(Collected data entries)
•••
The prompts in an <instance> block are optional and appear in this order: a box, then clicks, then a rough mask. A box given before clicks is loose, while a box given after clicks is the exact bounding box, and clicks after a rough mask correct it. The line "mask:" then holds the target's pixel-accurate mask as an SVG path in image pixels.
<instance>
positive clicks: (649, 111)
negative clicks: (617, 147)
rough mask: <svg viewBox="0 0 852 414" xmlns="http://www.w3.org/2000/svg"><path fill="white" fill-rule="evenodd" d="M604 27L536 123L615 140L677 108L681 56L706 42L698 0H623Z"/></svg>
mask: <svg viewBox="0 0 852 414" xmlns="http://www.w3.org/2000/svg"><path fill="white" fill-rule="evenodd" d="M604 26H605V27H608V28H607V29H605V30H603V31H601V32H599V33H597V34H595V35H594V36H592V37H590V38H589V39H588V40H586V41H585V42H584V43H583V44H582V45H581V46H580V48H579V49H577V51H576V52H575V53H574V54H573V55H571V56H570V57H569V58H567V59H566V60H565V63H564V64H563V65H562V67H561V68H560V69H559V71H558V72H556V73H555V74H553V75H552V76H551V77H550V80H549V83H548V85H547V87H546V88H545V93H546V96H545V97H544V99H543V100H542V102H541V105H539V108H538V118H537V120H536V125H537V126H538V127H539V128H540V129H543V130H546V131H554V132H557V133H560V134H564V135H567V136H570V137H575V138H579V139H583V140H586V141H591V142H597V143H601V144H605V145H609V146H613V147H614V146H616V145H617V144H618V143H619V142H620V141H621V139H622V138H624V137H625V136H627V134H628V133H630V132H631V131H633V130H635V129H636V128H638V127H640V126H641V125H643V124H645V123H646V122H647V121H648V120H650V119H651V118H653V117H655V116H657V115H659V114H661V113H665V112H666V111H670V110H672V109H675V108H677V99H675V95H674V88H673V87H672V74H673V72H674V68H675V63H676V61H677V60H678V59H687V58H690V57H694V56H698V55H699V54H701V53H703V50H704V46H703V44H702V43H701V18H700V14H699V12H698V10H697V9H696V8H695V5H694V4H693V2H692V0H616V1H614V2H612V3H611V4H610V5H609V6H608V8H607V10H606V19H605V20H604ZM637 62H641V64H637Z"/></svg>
•••
* _TASK DETAILS_
Could you copy the entries above line for line, without changing anything?

* _ANSWER BOX_
The prompts in an <instance> block are optional and appear in this order: a box, then clicks, then a rough mask. A box given before clicks is loose, while a box given after clicks is the exact bounding box, and clicks after a rough mask correct it. The line "mask:" then holds the target's pixel-accurate mask as an SVG path in image pixels.
<instance>
positive clicks: (649, 111)
negative clicks: (617, 147)
rough mask: <svg viewBox="0 0 852 414" xmlns="http://www.w3.org/2000/svg"><path fill="white" fill-rule="evenodd" d="M604 27L536 123L615 140L677 108L681 56L706 42L698 0H623Z"/></svg>
mask: <svg viewBox="0 0 852 414" xmlns="http://www.w3.org/2000/svg"><path fill="white" fill-rule="evenodd" d="M604 26H605V27H608V28H607V29H605V30H603V31H601V32H599V33H597V34H595V35H594V36H592V37H590V38H589V39H588V40H586V41H585V42H584V43H583V44H582V45H581V46H580V48H579V49H577V51H576V52H575V53H574V54H573V55H571V56H570V57H569V58H567V59H566V60H565V63H564V64H563V65H562V67H561V68H560V69H559V71H558V72H556V73H555V74H553V75H552V76H551V77H550V80H549V83H548V85H547V87H546V88H545V93H546V96H545V97H544V99H543V100H542V102H541V105H539V108H538V118H537V120H536V125H537V126H538V127H539V128H540V129H543V130H546V131H554V132H557V133H560V134H564V135H567V136H570V137H575V138H579V139H583V140H586V141H591V142H597V143H601V144H605V145H609V146H613V147H614V146H616V145H617V144H618V143H619V142H620V141H621V139H622V138H624V137H625V136H627V134H628V133H630V132H631V131H633V130H635V129H636V128H638V127H640V126H641V125H643V124H645V123H646V122H647V121H648V120H650V119H651V118H653V117H655V116H657V115H659V114H661V113H665V112H666V111H670V110H672V109H675V108H677V99H675V95H674V88H673V87H672V74H673V72H674V68H675V63H676V61H677V60H678V59H687V58H690V57H694V56H698V55H699V54H701V53H703V50H704V46H703V44H702V43H701V18H700V14H699V12H698V10H697V9H696V8H695V5H694V4H693V2H692V0H616V1H614V2H612V3H611V4H610V5H609V6H608V8H607V10H606V19H605V20H604ZM637 62H641V64H637Z"/></svg>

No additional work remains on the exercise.